## ROWS
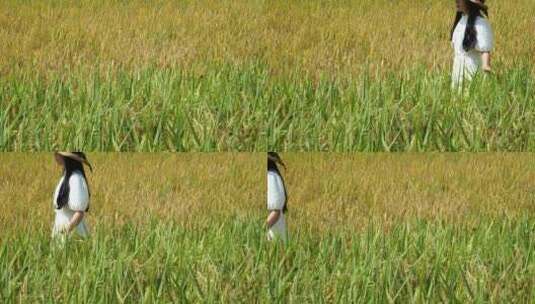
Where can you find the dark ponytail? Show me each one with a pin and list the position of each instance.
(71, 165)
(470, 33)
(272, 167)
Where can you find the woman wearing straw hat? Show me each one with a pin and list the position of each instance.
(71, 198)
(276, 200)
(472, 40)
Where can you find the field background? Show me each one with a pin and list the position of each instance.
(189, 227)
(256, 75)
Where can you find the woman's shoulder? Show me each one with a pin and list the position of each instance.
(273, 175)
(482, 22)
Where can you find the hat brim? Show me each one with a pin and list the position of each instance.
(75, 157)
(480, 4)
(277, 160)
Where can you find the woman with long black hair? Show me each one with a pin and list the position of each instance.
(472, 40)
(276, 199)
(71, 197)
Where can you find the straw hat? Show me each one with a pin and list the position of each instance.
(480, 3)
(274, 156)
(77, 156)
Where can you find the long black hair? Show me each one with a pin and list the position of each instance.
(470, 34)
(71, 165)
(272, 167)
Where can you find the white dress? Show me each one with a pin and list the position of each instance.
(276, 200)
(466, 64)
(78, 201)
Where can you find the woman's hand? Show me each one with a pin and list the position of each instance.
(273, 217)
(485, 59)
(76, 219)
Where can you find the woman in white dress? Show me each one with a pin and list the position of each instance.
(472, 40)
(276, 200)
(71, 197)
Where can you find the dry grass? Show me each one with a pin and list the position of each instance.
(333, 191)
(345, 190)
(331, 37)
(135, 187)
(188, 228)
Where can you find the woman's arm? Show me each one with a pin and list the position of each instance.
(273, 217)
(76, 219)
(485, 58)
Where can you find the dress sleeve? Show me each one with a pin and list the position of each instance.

---

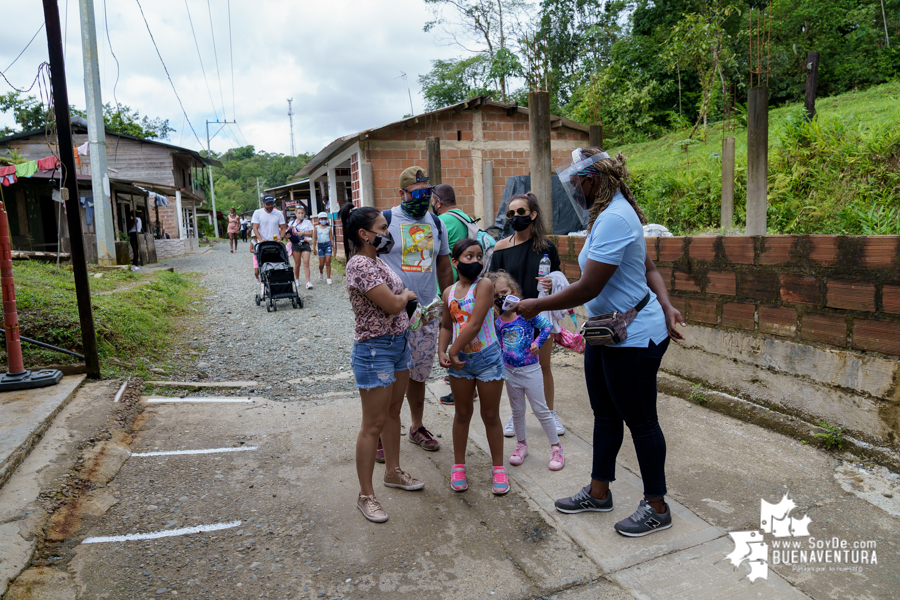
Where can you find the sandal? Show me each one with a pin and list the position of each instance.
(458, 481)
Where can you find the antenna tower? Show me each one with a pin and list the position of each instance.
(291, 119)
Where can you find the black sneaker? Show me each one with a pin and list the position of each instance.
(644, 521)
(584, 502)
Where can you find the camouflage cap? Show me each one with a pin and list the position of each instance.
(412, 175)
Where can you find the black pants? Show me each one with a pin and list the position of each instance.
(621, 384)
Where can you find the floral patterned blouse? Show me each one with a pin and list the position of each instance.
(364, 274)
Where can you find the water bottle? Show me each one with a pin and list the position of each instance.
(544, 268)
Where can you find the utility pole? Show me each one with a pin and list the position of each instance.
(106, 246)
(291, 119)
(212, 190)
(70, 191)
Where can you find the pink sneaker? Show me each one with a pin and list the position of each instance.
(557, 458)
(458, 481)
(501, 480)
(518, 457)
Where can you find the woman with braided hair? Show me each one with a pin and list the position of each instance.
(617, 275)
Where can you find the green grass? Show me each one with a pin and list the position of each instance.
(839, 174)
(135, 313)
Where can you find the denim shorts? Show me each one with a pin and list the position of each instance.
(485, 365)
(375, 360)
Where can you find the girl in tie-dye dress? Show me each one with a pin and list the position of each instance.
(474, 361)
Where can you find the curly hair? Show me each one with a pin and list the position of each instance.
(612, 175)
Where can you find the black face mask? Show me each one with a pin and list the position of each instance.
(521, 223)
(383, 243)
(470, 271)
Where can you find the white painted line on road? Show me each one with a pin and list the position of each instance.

## GIVEN EXERCISE
Please reproduce the lines above exactly, from the line with "Where can you find the denim" up to and including the line with "Where can you find the white painted".

## FINISHED ANSWER
Where can you find the denim shorts? Show me each one with a pin and list the position of each instance.
(485, 365)
(375, 360)
Where can you find the girl in tie-dye dress? Show me each one with a pin and list the position of each instance.
(474, 361)
Where can you find the curly hair? Show me each one with a pin and list the position of each instance.
(612, 175)
Where can you find the black face mask? Show me each one with a pin and list the position of each instance.
(521, 223)
(383, 243)
(470, 271)
Where can you find the white painted line on road? Show me each one with a pin and list the position of each instance.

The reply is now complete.